-- Tugas Wajib --
1 - Menurut ulasan film The Lighthouse di bawah, sejak kapan pria paling hobi bersaing?
2 - Sebutkan semua akibat yang disebut ulasan film The Lighthouse di bawah ketika semua harus dipertaruhkan.
3 - Sambung ulasan film The Lighthouse di bawah, mulai tepat setelah kalimat terakhirnya.
***** Kutipan yang Diberikan
THE LIGHTHOUSE Review

“For a man who loves power, competition from the gods is annoying”
 

 
Enggak ada hal baik yang bisa terjadi ketika dua pria terjebak bersama di suatu tempat yang mengharuskan mereka berbagi peranan. I mean, bayangkan tumpah meruahnya testosteron di tempat itu. Sejak dari zaman purba, pria memang paling hobi bersaing. Namun Darwin sekalipun bakal bingung jika ia melihat evolusi kompetisi di dunia yang semakin kompleks. Pria bukan lagi bersaing demi hidup di esok hari, pria kini bahkan tidak puas hanya sekadar menang. Sekarang semua adalah soal menguasai seni kemenangan. Ada ego yang dipertaruhkan. Ketika menang dan harga-diri sudah dijadikan tujuan, seorang pria tidak bisa untuk tidak menang gemilang. Dan supaya menang gemilang, maka semua harus dipertaruhkan. Dan semua harus dipertaruhkan itu berarti kau mengerahkan apapun, kau kehilangan perspektif – kehilangan akal sehat.
**********
***** Cuplikan Data
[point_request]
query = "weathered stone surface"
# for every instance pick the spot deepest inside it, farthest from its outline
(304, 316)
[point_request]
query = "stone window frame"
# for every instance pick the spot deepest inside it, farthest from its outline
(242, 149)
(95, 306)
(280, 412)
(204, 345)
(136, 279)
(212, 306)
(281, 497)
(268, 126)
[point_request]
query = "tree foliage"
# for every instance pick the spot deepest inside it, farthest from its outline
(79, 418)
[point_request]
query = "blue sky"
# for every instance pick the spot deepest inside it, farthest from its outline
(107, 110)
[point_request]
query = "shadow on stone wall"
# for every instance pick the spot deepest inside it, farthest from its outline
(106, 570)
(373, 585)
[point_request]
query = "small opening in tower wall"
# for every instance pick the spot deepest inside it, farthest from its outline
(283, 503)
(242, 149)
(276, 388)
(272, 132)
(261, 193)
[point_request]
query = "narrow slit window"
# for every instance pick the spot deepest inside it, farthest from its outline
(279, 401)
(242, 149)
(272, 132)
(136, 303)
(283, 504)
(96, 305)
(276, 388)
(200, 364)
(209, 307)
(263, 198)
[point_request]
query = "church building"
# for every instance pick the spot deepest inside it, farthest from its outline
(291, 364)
**********
***** Cuplikan Data
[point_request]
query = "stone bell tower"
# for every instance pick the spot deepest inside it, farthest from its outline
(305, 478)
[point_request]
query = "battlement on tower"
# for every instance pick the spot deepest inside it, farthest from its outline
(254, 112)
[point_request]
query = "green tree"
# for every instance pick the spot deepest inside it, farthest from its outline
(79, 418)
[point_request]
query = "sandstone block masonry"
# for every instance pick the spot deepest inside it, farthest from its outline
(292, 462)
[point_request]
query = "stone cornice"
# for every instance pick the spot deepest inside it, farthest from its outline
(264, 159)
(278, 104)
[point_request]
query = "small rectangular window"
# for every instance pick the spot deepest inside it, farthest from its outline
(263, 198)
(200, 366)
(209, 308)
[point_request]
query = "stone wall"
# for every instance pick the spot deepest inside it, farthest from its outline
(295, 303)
**********
***** Cuplikan Data
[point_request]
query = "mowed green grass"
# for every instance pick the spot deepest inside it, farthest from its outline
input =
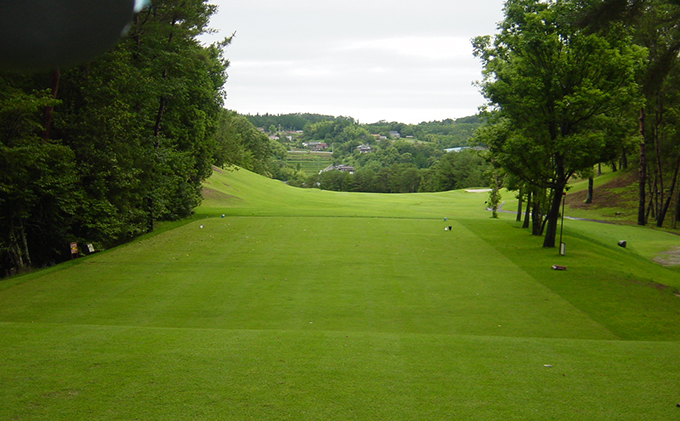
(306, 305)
**********
-- Jawaban Tertulis --
1 - Sejak dari zaman purba.

2 -
- Kau mengerahkan apapun
- Kau kehilangan perspektif
- Kau kehilangan akal sehat

3 -
Setidaknya mungkin itulah yang ingin disampaikan oleh Roberts Eggers dakam horor terbarunya setelah The Witch (2016) yang fenomenal dan sangat aku suka itu. Bukan cuma aku, aku yakin, setelah The Witch banyak penggemar horor yang menantikan karya original berikutnya dari sutradara ini. The Lighthouse hadir dengan menjawab ekspektasi semua orang. Jika pada The Witch Eggers diam-diam membahas soal wanita dan feminism empowerment di balik horornya, maka kali ini dia membawakan horor ke dalam dunia maskulin pria.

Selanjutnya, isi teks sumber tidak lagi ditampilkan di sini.